§ What is expected
From the entries below, transcribe exactly the lines between the line holding "Annotate woman in pink floral dress." and the line holding "Annotate dior sign.", inclusive; skip all other lines.

(Image-backed grounding data)
---
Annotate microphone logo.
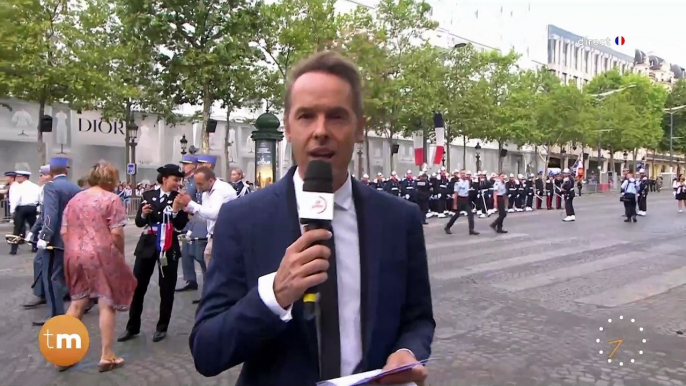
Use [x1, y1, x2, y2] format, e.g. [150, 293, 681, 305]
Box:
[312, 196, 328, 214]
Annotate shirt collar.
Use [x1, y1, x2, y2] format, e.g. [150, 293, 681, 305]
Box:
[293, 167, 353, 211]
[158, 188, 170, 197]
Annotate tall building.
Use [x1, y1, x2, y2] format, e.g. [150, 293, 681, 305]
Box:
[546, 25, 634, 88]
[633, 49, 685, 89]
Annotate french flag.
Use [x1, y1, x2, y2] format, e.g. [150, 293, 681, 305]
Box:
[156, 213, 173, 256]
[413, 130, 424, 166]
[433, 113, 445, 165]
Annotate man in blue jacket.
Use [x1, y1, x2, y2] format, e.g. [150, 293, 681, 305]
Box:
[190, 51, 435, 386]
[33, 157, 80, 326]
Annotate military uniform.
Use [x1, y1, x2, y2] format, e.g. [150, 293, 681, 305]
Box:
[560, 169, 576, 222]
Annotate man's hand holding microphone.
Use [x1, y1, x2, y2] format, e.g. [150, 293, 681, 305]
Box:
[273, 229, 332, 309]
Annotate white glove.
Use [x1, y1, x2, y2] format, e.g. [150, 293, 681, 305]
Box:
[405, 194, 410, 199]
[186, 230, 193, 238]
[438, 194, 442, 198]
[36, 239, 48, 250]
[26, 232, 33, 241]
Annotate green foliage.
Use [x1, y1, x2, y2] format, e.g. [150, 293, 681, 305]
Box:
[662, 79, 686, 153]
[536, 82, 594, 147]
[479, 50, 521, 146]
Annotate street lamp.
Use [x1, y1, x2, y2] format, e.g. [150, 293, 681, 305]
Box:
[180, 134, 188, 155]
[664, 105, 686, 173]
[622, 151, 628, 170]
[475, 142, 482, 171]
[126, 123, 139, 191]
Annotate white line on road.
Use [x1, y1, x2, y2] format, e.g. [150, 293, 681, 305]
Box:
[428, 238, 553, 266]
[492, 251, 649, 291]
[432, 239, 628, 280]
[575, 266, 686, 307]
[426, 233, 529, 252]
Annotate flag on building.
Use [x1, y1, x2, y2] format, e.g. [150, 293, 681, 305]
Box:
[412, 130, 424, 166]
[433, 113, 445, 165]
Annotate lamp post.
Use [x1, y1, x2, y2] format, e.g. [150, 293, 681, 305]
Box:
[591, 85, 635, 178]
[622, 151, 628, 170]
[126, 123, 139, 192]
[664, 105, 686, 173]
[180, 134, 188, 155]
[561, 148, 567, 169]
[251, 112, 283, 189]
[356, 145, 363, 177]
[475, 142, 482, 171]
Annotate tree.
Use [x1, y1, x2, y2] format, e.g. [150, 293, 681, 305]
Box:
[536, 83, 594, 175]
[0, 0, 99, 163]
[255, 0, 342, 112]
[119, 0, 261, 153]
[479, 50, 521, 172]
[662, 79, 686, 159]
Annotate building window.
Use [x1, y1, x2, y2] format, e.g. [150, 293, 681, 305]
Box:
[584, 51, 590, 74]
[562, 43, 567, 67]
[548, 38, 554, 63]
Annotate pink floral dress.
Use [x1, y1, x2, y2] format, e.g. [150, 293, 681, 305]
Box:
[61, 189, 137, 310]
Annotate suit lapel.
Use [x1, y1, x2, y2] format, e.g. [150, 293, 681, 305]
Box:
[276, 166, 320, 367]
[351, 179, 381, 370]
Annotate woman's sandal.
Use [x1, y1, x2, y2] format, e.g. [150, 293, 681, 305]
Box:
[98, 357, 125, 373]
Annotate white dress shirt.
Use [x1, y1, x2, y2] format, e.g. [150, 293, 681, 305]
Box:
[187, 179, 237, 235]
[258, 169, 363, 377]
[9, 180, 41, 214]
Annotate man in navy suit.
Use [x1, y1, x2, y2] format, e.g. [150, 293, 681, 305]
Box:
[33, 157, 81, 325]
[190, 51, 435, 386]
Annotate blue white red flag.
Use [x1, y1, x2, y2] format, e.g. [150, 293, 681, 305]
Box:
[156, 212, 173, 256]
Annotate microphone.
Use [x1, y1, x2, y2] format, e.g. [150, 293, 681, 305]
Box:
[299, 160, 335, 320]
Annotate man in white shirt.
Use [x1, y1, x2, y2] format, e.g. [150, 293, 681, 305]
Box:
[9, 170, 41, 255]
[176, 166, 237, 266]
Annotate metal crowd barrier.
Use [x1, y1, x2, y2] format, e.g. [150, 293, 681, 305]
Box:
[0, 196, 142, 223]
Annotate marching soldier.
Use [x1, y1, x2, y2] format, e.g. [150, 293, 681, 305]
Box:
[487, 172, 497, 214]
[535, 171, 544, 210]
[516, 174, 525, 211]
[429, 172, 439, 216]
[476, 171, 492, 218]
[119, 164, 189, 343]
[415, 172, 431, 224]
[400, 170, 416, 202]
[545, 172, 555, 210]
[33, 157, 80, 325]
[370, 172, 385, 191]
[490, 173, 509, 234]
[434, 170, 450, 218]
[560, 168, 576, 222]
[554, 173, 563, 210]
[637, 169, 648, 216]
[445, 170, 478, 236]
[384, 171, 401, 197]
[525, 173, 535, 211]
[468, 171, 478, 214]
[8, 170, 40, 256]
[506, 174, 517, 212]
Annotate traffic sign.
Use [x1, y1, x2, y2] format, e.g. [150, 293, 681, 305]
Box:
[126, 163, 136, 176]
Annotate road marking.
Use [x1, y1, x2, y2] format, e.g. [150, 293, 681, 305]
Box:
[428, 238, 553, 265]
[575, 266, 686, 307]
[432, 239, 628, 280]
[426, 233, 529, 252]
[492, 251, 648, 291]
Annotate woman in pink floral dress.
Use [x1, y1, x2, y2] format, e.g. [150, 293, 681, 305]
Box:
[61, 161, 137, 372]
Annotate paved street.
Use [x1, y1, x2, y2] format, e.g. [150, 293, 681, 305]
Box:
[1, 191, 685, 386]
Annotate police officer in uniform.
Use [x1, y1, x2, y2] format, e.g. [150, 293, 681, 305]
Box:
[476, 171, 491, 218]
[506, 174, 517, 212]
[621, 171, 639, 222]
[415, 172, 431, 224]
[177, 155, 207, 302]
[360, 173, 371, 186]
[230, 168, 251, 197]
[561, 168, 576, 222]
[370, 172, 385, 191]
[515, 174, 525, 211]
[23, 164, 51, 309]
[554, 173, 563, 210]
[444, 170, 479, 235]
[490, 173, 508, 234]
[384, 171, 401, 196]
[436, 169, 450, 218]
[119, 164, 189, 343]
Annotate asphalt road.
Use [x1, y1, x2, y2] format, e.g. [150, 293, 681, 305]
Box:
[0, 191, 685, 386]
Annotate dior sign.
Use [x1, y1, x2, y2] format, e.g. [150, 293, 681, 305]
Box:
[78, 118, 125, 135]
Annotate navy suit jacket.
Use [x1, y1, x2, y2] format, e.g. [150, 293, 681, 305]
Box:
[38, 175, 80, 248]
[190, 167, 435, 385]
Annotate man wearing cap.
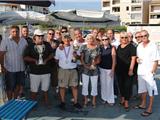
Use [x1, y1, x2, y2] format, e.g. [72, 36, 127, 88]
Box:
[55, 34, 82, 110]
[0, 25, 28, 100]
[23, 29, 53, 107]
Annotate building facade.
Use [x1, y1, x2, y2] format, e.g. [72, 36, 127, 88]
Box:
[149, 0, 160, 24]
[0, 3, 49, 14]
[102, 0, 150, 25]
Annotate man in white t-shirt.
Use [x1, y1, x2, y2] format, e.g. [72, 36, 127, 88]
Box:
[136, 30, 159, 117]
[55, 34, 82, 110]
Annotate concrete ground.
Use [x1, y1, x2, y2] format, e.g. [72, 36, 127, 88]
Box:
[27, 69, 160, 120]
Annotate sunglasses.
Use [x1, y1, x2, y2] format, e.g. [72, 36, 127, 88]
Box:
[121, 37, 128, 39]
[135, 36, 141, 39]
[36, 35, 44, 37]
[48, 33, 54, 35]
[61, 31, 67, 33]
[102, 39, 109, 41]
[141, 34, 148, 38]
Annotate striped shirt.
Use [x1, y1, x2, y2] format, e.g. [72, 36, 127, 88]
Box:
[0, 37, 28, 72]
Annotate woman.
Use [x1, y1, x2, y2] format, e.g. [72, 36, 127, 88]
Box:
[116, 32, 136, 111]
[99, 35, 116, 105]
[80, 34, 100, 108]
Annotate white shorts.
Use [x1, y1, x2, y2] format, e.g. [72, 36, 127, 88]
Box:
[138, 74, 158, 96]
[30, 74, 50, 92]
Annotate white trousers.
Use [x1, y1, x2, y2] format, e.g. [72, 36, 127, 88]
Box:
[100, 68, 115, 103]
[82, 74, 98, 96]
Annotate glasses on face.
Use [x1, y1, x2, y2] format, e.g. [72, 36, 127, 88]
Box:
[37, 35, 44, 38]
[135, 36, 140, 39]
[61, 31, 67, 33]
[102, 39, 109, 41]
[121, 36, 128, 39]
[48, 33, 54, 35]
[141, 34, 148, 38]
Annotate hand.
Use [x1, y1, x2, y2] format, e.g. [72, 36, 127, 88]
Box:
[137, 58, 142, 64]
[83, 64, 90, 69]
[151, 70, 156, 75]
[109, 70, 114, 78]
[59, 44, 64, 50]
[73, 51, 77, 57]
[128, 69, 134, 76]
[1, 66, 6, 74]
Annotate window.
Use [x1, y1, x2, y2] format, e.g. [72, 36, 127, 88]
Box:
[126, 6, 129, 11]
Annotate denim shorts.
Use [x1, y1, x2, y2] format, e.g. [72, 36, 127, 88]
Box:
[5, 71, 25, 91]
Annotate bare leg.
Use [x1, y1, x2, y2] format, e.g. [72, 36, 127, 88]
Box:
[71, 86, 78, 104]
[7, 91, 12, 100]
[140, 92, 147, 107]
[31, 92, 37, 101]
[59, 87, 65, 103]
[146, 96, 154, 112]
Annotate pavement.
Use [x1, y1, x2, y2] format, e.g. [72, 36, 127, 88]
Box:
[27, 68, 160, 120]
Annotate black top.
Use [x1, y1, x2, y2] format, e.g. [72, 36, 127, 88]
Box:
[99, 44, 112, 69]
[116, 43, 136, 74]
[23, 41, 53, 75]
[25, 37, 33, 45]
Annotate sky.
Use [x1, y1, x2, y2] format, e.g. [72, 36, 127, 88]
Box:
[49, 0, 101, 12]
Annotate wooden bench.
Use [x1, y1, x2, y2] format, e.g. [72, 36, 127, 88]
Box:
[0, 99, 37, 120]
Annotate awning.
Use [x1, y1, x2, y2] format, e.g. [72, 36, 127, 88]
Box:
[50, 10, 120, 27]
---
§ Output
Annotate woman in pink floral dress.
Use [x1, y1, x2, y2] format, e.g. [150, 293, 681, 305]
Box:
[61, 161, 137, 372]
Annotate paved street.
Use [x1, y1, x2, y2] format, e.g. [150, 293, 681, 305]
Box:
[1, 191, 685, 386]
Annotate police officer in uniform.
Use [x1, y1, x2, y2] format, e.g. [150, 293, 681, 305]
Box:
[476, 171, 491, 218]
[506, 174, 517, 212]
[621, 171, 639, 222]
[415, 172, 431, 224]
[177, 155, 207, 302]
[360, 173, 371, 186]
[230, 168, 251, 197]
[561, 168, 576, 222]
[370, 172, 385, 191]
[515, 174, 525, 211]
[23, 164, 51, 309]
[554, 173, 563, 210]
[444, 170, 479, 235]
[490, 173, 508, 234]
[384, 171, 401, 196]
[436, 169, 450, 218]
[119, 164, 189, 343]
Annotate asphalt road.
Use [x1, y1, x2, y2] format, e.g. [150, 293, 681, 305]
Box:
[0, 191, 685, 386]
Annotate dior sign.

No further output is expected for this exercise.